[Opening SELECTED EXCERPT section]
Writing is more than just generating text

A newsletter is a very personal thing. When I subscribe to yours, I am putting my trust in you that you will send me something of your making and that it will be a result of your own labour, your lived experience, and your expertise.

When you use AI to generate text and send that to me through your newsletter without announcing it as such, you are of course disappointing me, but you are also underselling yourself. I know there is a bunch of advice out there about “using AI to write” and make your life easy, but human connection is supposed to take effort. It’s not supposed to be automated.

The advice that works for content farms that are only interested in filling web pages with keyword-laden text is not advice that will do an actual writer any good. In a world where many are using ChatGPT to “write”, what differentiates you — the writer — from the rest, is the fact that you can actually write. You don't have to flush your uniqueness down the drain by jumping on this already creaky bandwagon.

Be a person, not the machine-generated approximation of one. There is a difference between writing and generating text. It should not be forgotten, least of all by a writer.

I was recently talking with a writer friend about what makes me feel there is something icky about using ChatGPT (or a similar tool) to “write”. They said that they use the tool to find alternative ways to express something they have written.
[Closing SELECTED EXCERPT section]
ACTIVITIES.
1. In the essay on writing versus generating text, what does the writer friend use the tool for?
2. From the essay on writing versus generating text, write out everything from "The advice that" down to "they have written.".
[Opening DATA TO EXAMINE section]
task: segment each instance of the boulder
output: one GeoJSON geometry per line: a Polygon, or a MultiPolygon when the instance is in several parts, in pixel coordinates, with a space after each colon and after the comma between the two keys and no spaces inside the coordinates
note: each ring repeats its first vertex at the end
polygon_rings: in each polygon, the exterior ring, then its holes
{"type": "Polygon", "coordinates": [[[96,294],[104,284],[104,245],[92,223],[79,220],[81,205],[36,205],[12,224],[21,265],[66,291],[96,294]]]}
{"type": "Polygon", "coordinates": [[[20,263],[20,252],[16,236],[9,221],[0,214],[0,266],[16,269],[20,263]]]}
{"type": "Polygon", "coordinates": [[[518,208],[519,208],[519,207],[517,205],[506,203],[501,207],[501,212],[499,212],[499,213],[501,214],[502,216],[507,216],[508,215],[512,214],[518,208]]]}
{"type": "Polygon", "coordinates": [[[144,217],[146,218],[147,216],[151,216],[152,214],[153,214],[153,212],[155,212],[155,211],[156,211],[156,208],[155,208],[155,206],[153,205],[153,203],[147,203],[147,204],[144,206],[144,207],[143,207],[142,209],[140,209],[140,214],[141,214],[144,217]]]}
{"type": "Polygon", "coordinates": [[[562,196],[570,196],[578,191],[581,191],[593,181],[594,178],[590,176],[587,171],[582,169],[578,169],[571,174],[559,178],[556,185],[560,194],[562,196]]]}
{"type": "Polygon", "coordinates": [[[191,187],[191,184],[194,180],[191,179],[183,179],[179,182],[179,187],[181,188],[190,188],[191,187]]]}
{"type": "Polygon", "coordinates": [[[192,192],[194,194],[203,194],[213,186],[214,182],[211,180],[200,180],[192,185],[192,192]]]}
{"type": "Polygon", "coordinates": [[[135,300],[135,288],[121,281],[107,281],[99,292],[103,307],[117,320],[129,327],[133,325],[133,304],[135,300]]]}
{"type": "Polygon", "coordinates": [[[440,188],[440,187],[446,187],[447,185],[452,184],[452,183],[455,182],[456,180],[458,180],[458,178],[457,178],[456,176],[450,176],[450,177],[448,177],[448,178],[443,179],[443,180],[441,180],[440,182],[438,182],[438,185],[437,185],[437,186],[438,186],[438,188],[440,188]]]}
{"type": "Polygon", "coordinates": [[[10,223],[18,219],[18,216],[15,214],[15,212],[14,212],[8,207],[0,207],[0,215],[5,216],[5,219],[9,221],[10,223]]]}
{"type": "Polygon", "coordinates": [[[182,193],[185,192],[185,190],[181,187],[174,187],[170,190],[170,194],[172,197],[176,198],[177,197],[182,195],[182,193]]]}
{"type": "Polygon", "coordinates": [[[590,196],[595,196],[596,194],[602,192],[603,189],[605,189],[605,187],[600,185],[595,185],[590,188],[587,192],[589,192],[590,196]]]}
[Closing DATA TO EXAMINE section]
ANSWER SET.
1. To find alternative ways to express something they have written.

2.
The advice that works for content farms that are only interested in filling web pages with keyword-laden text is not advice that will do an actual writer any good. In a world where many are using ChatGPT to “write”, what differentiates you — the writer — from the rest, is the fact that you can actually write. You don't have to flush your uniqueness down the drain by jumping on this already creaky bandwagon.

Be a person, not the machine-generated approximation of one. There is a difference between writing and generating text. It should not be forgotten, least of all by a writer.

I was recently talking with a writer friend about what makes me feel there is something icky about using ChatGPT (or a similar tool) to “write”. They said that they use the tool to find alternative ways to express something they have written.